-- Written exercise --
In the notebook code below, which model name is assigned to the variable model_name?

##### Article #####

## Import Libraries, Initialize Models, etc


In [96]:
from langchain_community.embeddings import HuggingFaceInferenceAPIEmbeddings
from langchain_core.documents import Document

from dotenv import load_dotenv

from qdrant_client import QdrantClient
from qdrant_client.models import PointStruct, VectorParams, Distance

import pandas as pd
import os

load_dotenv("../.env")

True

In [97]:
model_name = "BAAI/bge-base-en-v1.5"

embedding_model = HuggingFaceInferenceAPIEmbeddings(
    api_key=os.getenv("HUGGINGFACE_API_KEY"), model_name=model_name
)

# test if embedding model works
res = embedding_model.embed_query("The quick brown fox jumps over the lazy dog")
res[:3]

[-0.042558297514915466, -0.06038237363100052, 0.03893209621310234]

## Process Standard Sheets


In [98]:
filepath = "xlsx/[ANNOTATED] Informasi Umum ITB.xlsx"

##### Raw data #####

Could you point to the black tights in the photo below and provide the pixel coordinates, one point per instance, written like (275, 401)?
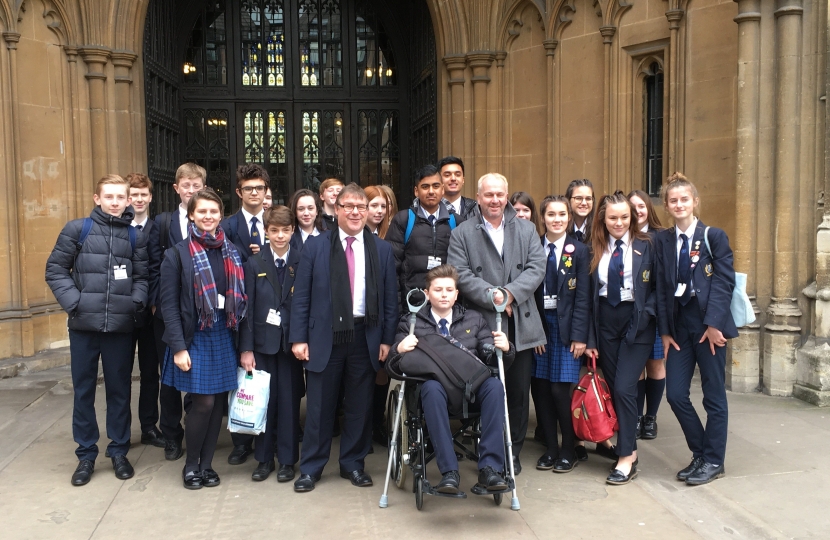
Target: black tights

#####

-- Response to this task --
BAAI/bge-base-en-v1.5